ASSIGNMENT 1: In the Cave of Swimmers passage below, restate the paragraph that begins "The eight decades that have elapsed" in one shorter sentence, keeping its main facts.
ASSIGNMENT 2: Write out the stretch of the Cave of Swimmers passage below from "The heads of" through "and craft materials.", word for word.
ASSIGNMENT 3:
Answer these questions about the Cave of Swimmers passage below:
(a) What logo appears on the heads of the drawing pins found in the cave?
(b) What change did Pelikan make to its logo in 1938?
(c) Who first investigated the Wadi el Obeiyid Cave, and in what year?

SELECTED TEXT:
-- Opening Marker --

The heads of the dozens of artist’s drawing pins that Lucarini picked up in the cave bear the name Günther Wagner with an eye-catching logo of a pelican feeding four chicks. Once he had access to the internet back in Dakhla Oasis, he was able to trace them to the Pelikan company, a firm which still makes writing and craft materials.
He said: “I was thrilled to discover that Pelikan publishes a wonderfully detailed history of its logo on its website. In 1938 the logo was changed slightly and the number of pelican chicks was reduced from four to two which allowed me to date the manufacture of the drawing pins to the time slot that Pauli was working in the Cave of Swimmers."
Also found on the cave floor were two fountain pen nibs, a Haus Neuerburg aluminium cigarette box of the type used by German troops, and a spent soda capsule.
“It would be romantic to believe that the capsule was used by Almásy to make a drink to celebrate his discovery of the cave in 1933,” said Lucarini. “But any idea of romance is eclipsed by the threats faced by Cave of Swimmers and other sites in the Egyptian Western Desert and the whole Sahara that offer us such an immediate and vivid connection with our ancestors.”
The eight decades that have elapsed since the inter-war years in which Almásy, Frobenius and Rhotert publicised their finds have seen the unfolding of a bitter-sweet story for the priceless artworks of the Eastern Sahara. Gilf Kebir has attracted increasing numbers of tourists whose incursions into archaeological sites are largely unregulated and all too often damaging.
Vandalism by a small number of people determined to destroy and disfigure works of art has become a growing problem with caves and shelters defaced by graffiti. Among the sites affected is the Wadi el Obeiyid Cave, in the Farafra Oasis, which was first investigated by Barich in 1995.

-- Closing Marker --

DATA EXTRACTS:
-- Opening Marker --

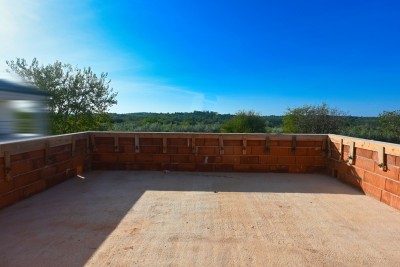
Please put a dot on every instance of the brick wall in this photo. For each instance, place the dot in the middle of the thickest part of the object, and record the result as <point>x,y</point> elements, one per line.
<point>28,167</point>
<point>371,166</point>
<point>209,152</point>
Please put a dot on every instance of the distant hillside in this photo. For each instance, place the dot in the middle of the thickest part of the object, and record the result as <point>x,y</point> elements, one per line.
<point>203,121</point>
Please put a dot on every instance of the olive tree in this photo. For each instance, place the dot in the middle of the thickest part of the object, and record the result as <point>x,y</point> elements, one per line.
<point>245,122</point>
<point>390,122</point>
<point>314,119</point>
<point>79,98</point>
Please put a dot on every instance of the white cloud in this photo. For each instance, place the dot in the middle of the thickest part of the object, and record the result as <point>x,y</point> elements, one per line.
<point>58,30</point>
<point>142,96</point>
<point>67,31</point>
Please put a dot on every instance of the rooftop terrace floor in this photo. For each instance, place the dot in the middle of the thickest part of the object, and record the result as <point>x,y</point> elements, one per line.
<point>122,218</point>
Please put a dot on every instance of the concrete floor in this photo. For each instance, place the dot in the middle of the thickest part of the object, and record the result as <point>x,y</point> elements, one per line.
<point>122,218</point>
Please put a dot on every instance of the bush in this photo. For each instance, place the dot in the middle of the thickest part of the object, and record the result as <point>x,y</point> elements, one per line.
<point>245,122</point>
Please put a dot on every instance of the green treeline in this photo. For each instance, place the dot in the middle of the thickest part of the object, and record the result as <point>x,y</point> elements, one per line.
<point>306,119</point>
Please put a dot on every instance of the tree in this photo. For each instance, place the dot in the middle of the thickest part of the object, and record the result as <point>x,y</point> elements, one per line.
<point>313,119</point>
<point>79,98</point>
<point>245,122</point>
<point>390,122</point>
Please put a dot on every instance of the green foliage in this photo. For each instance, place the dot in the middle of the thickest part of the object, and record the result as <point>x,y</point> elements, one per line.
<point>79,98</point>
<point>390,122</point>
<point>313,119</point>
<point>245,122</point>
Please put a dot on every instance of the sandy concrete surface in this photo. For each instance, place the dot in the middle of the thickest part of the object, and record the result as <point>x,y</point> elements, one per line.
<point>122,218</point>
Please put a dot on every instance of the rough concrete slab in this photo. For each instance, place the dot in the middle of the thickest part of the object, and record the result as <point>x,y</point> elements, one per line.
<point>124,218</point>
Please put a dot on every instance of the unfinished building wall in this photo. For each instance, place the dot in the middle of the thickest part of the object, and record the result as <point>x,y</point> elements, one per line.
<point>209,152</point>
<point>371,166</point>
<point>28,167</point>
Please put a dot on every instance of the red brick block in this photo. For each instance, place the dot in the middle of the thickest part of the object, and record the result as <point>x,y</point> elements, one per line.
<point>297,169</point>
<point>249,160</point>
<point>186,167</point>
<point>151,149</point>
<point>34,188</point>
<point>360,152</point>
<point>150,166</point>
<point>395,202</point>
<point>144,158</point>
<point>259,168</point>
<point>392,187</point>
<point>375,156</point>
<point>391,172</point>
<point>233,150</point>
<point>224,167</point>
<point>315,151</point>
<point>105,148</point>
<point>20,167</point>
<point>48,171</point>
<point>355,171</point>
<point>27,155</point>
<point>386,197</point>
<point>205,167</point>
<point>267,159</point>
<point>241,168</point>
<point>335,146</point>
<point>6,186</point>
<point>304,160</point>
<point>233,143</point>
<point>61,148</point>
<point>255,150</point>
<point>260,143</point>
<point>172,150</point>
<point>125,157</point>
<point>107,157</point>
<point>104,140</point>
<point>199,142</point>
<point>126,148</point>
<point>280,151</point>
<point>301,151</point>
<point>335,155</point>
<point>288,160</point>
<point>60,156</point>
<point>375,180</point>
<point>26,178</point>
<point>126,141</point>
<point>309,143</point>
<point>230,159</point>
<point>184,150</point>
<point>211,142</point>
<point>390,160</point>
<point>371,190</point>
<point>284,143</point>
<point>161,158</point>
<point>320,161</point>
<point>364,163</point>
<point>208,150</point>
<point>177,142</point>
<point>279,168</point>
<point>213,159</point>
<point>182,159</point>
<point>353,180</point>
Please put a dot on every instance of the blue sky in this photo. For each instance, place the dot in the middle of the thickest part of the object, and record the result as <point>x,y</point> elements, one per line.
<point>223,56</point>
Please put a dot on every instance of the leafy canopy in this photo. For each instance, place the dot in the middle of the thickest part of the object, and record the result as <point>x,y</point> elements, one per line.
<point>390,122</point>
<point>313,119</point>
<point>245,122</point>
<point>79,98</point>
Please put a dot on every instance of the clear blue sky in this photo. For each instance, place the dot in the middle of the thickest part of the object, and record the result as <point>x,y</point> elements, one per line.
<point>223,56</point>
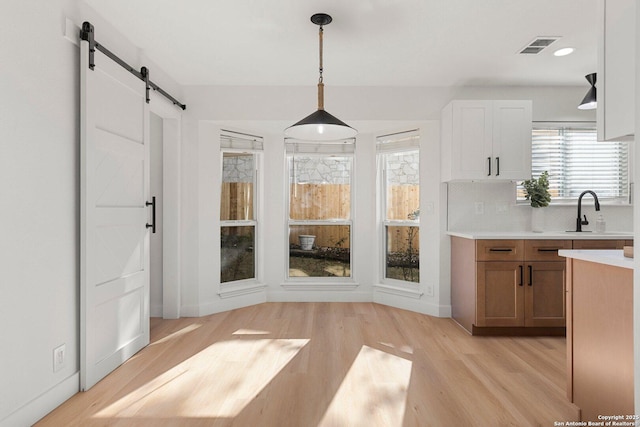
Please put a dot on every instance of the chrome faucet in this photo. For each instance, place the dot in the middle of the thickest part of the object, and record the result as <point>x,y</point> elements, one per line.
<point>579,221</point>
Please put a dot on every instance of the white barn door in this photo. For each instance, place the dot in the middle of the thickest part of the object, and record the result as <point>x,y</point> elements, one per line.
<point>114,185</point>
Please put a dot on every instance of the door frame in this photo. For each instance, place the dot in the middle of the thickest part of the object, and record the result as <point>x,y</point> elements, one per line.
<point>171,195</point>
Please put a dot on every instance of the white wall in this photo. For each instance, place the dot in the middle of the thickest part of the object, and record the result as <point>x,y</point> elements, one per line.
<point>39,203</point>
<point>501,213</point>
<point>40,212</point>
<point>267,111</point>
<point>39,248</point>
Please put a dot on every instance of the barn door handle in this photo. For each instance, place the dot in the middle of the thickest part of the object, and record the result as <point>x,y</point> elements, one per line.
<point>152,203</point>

-- Closing Marker --

ANSWER SECTION 1: In the eight decades since Almásy, Frobenius and Rhotert publicized their finds in the inter-war years, the Eastern Sahara's priceless artworks have had a bitter-sweet fate, as growing numbers of largely unregulated tourists have entered Gilf Kebir's archaeological sites and often damaged them.

ANSWER SECTION 2:
The heads of the dozens of artist’s drawing pins that Lucarini picked up in the cave bear the name Günther Wagner with an eye-catching logo of a pelican feeding four chicks. Once he had access to the internet back in Dakhla Oasis, he was able to trace them to the Pelikan company, a firm which still makes writing and craft materials.

ANSWER SECTION 3:
(a) A pelican feeding four chicks, with the name Günther Wagner.
(b) It reduced the number of pelican chicks from four to two.
(c) Barich, in 1995.